_Aim_
Put the lines of the listing below, from the line containing "Retail shelf audit — identify every square" to the line containing "147, 0, 175, 37", into a JSON list of strings with one string per line, leaving out any blank lines.

_Provided information_
--------------------------------
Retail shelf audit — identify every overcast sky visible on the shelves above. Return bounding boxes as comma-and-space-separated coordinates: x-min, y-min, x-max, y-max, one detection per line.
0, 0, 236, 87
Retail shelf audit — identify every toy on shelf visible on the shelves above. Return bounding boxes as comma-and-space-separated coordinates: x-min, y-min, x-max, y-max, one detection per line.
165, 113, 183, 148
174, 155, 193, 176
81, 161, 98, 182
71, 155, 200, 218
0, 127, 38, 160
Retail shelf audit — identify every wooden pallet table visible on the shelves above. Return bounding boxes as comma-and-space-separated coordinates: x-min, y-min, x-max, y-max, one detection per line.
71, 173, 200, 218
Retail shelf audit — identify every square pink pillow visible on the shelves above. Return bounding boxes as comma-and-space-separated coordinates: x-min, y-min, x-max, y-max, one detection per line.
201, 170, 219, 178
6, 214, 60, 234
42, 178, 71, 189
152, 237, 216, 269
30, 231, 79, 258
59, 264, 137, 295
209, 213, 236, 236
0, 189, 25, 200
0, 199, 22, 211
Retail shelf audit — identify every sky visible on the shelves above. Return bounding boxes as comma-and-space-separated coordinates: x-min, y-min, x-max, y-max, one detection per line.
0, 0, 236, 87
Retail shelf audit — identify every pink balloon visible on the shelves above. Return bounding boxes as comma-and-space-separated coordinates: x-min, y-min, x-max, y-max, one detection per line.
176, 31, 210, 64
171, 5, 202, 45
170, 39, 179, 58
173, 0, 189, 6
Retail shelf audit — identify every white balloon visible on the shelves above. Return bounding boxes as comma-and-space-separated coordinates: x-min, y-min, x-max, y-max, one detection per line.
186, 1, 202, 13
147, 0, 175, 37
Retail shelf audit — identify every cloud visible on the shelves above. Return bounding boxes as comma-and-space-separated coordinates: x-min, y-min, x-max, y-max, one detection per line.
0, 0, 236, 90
--------------------------------
_Response to this exercise_
[
  "Retail shelf audit — identify every square pink pillow visible on the shelves above. Return bounding boxes as comma-and-space-separated coordinates: x-min, y-min, x-max, y-max, one detection per line.",
  "201, 170, 219, 178",
  "6, 214, 60, 234",
  "42, 178, 71, 189",
  "152, 237, 216, 269",
  "30, 231, 79, 258",
  "59, 264, 137, 295",
  "209, 213, 236, 236",
  "0, 189, 25, 200",
  "0, 199, 22, 211",
  "Retail shelf audit — identify every sky visible on the shelves above. Return bounding boxes as comma-and-space-separated coordinates: x-min, y-min, x-max, y-max, one detection per line.",
  "0, 0, 236, 87",
  "Retail shelf audit — identify every pink balloon visible on the shelves above. Return bounding boxes as comma-and-space-separated coordinates: x-min, y-min, x-max, y-max, one detection per line.",
  "176, 31, 210, 64",
  "171, 5, 202, 45",
  "170, 39, 179, 58",
  "173, 0, 189, 6",
  "Retail shelf audit — identify every white balloon visible on the shelves above. Return bounding boxes as comma-and-space-separated coordinates: x-min, y-min, x-max, y-max, one detection per line.",
  "186, 1, 202, 13",
  "147, 0, 175, 37"
]